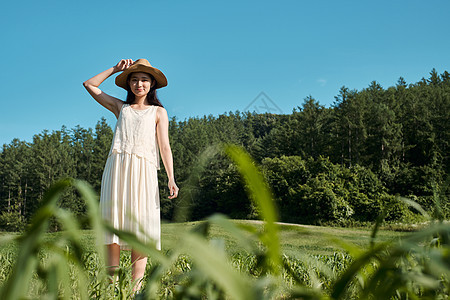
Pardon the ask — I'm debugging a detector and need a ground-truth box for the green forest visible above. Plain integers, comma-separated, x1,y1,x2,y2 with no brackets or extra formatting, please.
0,69,450,231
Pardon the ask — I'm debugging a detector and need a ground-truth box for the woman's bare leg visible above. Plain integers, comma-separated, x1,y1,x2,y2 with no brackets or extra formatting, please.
131,250,147,291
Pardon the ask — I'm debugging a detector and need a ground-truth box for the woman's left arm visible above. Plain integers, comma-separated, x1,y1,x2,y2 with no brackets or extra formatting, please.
156,107,179,199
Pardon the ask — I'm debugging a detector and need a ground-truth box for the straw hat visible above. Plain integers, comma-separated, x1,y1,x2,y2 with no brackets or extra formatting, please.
116,58,167,89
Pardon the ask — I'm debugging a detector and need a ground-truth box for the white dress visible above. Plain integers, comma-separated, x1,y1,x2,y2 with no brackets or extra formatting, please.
100,104,161,250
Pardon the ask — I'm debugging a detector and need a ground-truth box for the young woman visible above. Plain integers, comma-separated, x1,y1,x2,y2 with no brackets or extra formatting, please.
83,59,178,290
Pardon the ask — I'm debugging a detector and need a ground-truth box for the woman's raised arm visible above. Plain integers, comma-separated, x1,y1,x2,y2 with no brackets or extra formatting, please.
83,59,133,118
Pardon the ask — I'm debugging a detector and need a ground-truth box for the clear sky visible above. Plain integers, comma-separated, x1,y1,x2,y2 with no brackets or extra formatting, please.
0,0,450,145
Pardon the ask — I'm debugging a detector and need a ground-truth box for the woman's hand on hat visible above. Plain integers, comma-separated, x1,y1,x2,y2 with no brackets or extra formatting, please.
114,59,134,72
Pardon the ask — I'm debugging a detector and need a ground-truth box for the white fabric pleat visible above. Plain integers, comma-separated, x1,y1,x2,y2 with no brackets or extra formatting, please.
100,151,161,250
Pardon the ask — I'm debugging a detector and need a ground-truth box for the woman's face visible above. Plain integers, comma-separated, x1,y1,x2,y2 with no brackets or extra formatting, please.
128,72,152,96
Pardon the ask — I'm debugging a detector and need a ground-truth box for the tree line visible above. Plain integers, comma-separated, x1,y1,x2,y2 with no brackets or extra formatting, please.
0,69,450,230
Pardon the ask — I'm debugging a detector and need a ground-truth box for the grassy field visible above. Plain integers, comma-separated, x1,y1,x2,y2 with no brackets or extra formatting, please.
1,220,405,257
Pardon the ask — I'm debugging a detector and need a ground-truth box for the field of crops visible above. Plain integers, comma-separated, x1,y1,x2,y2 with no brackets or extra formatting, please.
0,147,450,300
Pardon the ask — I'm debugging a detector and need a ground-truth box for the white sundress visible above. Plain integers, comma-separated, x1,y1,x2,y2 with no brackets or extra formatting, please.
100,104,161,250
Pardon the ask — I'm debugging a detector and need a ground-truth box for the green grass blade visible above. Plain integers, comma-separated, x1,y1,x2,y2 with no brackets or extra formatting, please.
183,233,255,300
225,145,282,274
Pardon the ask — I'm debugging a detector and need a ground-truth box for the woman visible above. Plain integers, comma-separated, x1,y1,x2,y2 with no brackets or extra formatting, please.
83,59,178,290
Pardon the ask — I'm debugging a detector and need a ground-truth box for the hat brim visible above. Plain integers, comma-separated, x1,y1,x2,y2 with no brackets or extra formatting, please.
116,63,167,89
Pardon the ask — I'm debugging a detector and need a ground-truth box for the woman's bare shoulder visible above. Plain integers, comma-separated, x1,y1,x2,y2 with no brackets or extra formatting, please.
156,106,169,122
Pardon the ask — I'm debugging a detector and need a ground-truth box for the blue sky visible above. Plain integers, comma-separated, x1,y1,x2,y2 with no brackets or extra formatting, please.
0,0,450,144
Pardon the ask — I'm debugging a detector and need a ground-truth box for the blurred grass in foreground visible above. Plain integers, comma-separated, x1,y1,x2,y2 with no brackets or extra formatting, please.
0,146,450,299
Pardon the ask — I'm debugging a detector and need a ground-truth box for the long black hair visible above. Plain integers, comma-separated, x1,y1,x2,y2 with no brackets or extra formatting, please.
125,73,164,107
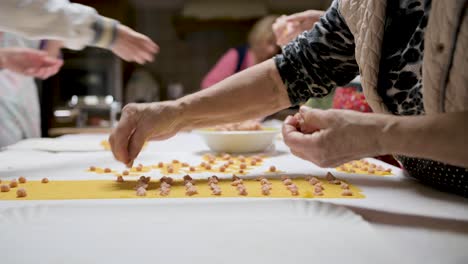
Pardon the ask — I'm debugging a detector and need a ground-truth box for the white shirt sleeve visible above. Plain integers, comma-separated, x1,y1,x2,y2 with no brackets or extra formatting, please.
0,0,116,49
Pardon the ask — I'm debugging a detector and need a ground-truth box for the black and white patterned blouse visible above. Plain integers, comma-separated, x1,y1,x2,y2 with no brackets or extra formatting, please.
275,0,468,197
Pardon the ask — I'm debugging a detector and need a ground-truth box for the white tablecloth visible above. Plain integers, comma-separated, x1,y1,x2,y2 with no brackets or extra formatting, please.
0,133,468,263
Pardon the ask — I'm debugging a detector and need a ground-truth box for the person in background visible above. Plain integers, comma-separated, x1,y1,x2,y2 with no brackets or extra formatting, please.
0,32,62,147
201,15,280,89
0,0,159,68
109,0,468,197
0,48,63,79
273,10,325,47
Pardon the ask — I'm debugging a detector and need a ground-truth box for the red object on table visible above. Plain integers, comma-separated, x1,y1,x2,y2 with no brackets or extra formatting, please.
332,87,401,168
332,87,372,112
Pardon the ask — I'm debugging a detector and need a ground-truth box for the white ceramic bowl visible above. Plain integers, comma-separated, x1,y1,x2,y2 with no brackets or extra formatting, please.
197,128,279,153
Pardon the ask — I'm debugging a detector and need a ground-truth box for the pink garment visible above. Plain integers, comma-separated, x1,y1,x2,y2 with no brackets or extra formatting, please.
201,48,254,89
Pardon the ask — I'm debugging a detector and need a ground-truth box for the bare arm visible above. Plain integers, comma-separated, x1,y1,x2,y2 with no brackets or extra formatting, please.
0,0,159,64
283,107,468,167
380,112,468,168
109,60,290,164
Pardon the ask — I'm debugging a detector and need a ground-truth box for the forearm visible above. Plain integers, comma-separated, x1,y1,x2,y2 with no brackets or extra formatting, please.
379,112,468,168
176,60,290,129
0,0,115,49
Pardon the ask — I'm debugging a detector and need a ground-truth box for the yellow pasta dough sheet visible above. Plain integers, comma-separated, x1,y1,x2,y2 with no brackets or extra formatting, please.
0,177,365,200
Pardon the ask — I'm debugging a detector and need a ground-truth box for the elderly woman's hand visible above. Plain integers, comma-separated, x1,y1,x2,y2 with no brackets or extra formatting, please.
111,25,159,64
109,101,183,166
273,10,324,47
283,107,384,167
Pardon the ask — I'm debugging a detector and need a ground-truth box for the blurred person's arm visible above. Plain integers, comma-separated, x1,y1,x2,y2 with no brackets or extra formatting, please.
0,0,159,63
201,49,239,89
0,48,63,79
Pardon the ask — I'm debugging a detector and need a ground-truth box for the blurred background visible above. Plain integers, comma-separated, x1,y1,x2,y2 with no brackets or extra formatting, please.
38,0,331,136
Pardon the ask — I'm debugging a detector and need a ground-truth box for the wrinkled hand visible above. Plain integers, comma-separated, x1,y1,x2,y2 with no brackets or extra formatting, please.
283,107,384,167
273,10,324,47
0,48,63,79
111,25,159,64
109,101,182,167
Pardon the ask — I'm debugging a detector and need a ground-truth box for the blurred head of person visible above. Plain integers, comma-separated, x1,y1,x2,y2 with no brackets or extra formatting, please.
248,15,280,63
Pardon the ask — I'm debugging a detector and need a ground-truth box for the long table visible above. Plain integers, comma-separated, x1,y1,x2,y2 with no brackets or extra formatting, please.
0,133,468,263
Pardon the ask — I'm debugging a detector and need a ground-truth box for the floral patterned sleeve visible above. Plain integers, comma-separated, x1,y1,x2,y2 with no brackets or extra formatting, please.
274,0,359,105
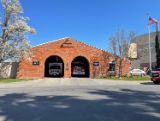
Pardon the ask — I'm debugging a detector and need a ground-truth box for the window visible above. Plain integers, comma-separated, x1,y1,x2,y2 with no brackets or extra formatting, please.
109,62,116,71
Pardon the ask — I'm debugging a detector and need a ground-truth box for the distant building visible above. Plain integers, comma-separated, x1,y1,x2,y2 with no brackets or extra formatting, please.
131,32,159,69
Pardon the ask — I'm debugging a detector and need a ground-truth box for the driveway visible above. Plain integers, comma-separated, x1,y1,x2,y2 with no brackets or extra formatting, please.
0,79,160,121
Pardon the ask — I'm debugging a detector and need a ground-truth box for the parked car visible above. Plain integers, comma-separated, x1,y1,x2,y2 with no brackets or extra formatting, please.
151,68,160,84
130,69,146,76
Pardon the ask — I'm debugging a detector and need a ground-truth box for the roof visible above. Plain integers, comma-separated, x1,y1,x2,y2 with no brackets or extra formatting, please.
32,37,111,54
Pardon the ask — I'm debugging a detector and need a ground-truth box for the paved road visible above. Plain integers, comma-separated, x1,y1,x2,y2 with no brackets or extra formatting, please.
0,79,160,121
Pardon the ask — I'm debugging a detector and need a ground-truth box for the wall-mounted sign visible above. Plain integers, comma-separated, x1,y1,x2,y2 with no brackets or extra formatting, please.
32,61,40,66
93,62,99,66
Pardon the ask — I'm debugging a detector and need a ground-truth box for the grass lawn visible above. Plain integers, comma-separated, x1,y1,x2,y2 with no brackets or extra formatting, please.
0,79,34,83
101,76,150,81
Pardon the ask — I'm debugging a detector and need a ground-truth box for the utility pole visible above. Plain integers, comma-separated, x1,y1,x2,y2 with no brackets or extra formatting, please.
155,22,160,68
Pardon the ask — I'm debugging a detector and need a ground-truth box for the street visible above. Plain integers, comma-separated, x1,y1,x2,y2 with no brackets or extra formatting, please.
0,79,160,121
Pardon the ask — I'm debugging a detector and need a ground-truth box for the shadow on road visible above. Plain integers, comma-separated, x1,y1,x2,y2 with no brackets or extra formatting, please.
0,89,160,121
141,82,158,85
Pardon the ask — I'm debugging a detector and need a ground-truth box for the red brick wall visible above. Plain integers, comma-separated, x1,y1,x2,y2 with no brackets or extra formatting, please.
17,38,129,78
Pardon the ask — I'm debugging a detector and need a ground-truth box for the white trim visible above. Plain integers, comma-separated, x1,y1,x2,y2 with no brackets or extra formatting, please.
31,37,70,48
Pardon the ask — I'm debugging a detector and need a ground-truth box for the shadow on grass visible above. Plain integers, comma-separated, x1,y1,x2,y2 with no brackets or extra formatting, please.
0,89,160,121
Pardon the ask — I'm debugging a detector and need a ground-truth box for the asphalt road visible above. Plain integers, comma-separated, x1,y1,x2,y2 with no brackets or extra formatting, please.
0,79,160,121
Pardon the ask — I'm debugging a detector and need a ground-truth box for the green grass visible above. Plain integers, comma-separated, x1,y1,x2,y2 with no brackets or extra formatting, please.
101,76,150,81
0,79,34,83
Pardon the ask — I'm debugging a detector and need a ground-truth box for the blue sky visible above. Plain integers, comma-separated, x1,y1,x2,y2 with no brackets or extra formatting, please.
0,0,160,51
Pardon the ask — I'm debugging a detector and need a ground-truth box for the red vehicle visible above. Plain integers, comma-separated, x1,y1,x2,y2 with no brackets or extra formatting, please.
151,68,160,84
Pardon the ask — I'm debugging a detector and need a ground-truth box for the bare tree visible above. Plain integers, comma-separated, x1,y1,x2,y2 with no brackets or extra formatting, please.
109,30,135,77
0,0,35,76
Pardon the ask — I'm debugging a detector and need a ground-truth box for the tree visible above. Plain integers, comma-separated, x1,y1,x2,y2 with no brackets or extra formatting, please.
0,0,35,77
109,30,136,77
0,0,35,63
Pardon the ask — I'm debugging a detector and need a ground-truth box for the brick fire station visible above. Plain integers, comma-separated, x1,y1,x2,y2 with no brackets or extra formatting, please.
17,38,130,78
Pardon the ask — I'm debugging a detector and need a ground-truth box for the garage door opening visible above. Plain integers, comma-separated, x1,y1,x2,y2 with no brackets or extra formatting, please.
71,56,89,78
45,56,64,78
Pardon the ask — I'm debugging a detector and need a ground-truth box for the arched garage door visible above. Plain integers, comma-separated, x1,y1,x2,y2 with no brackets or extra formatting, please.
45,56,64,77
71,56,89,78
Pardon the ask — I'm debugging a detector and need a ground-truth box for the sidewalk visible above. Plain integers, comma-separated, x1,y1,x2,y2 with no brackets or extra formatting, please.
0,78,149,88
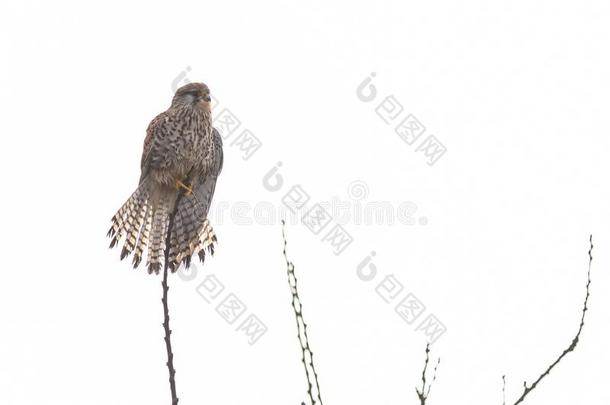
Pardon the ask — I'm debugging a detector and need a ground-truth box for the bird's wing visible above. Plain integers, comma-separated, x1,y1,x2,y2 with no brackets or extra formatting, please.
193,128,224,218
140,110,177,182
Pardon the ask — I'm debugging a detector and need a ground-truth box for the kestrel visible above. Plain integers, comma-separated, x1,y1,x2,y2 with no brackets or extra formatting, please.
108,83,223,273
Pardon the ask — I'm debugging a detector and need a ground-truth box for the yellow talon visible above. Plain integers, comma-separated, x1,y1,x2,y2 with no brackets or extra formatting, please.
176,180,193,195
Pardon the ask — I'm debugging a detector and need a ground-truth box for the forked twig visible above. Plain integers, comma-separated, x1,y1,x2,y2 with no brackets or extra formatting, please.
282,221,322,405
415,343,441,405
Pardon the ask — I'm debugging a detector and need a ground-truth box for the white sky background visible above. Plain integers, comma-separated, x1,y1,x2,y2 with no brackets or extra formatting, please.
0,1,610,405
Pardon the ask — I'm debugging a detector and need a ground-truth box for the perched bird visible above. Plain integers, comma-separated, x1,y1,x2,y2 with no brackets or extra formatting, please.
108,83,223,273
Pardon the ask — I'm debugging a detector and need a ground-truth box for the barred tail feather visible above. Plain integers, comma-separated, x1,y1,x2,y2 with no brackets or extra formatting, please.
108,178,150,260
170,195,216,272
146,197,170,274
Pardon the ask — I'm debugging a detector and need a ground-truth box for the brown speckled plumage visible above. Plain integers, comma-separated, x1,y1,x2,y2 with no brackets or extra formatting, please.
108,83,223,273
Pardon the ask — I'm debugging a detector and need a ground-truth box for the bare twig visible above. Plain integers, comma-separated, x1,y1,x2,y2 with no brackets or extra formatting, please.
415,343,441,405
161,199,181,405
282,221,322,405
506,235,593,405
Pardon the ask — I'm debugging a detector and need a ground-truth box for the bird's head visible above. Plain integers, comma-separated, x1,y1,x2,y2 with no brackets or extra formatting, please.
172,83,212,111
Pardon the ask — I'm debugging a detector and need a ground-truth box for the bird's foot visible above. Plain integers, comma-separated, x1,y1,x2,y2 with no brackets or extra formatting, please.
176,179,193,195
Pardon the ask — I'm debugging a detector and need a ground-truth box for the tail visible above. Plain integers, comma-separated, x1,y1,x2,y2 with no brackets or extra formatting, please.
169,192,217,271
108,178,171,273
108,179,216,274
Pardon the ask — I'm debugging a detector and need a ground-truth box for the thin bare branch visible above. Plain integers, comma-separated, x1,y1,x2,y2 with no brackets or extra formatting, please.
506,235,593,405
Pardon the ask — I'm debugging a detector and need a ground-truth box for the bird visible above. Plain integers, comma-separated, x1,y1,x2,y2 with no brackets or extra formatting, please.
107,83,223,274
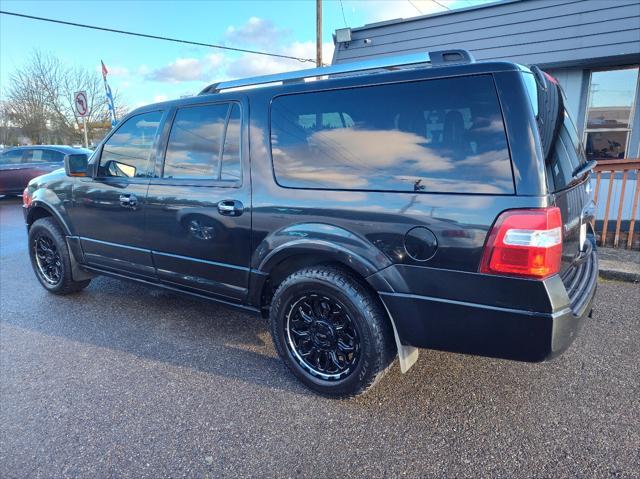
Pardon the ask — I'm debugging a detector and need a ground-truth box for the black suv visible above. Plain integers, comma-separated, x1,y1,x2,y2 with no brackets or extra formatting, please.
24,51,598,397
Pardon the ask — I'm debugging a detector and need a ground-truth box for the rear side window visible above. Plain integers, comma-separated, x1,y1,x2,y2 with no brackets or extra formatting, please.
0,150,24,165
98,111,162,178
522,73,585,191
162,103,240,181
24,150,64,163
271,75,514,194
546,111,584,191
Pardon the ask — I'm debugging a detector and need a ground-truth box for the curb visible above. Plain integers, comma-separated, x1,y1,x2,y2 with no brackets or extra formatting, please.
598,269,640,283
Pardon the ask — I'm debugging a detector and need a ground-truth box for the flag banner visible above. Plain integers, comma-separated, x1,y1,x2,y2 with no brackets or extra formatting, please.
100,60,117,128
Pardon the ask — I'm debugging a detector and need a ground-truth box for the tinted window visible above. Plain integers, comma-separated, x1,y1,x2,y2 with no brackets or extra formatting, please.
98,111,162,178
24,150,64,163
547,111,584,190
163,104,229,179
0,150,23,165
220,104,241,181
271,75,514,194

**Problem description**. Copy out, character for character, the lines above from the line with "the white shirt" to the line with "332,87,372,112", including both of those lines.

**Reply to the exercise**.
Pardon the ask — I'm debugging a detector and need a ground-truth box for the white shirt sleeve visible above. Plain integers, comma-separated, x1,y1,x2,y2 with no brackets or extra formatting, please.
0,0,116,49
Pardon the ask — I'm debugging a detector and need a ground-truth box for the black and white patterned blouse visible above. Plain integers, comma-separated, x1,y1,x2,y2 with no brackets or extra formatting, please.
275,0,468,197
Pardon the ask — I'm debugging a detector and need a ground-truth box for the white tablecloth visible above. Plain integers, comma-separated, x1,y1,x2,y2 with no brackets or extra formatting, please.
0,133,468,263
Pardon the ask — I'm debugging a detector and need a ground-truth box for the person in background visible above. Plain integers, comma-separated, x1,y1,x2,y2 with no brackets or extra formatting, please.
0,32,62,147
201,15,280,89
0,0,159,68
109,0,468,197
0,48,63,79
273,10,325,47
Pardon the ask — I'm debugging a detector and need a ground-truth box for the red object on table visible above. Plain integers, comma-separated, x1,y1,x2,y2 with no brackets or extra formatting, please.
332,87,401,168
332,87,372,112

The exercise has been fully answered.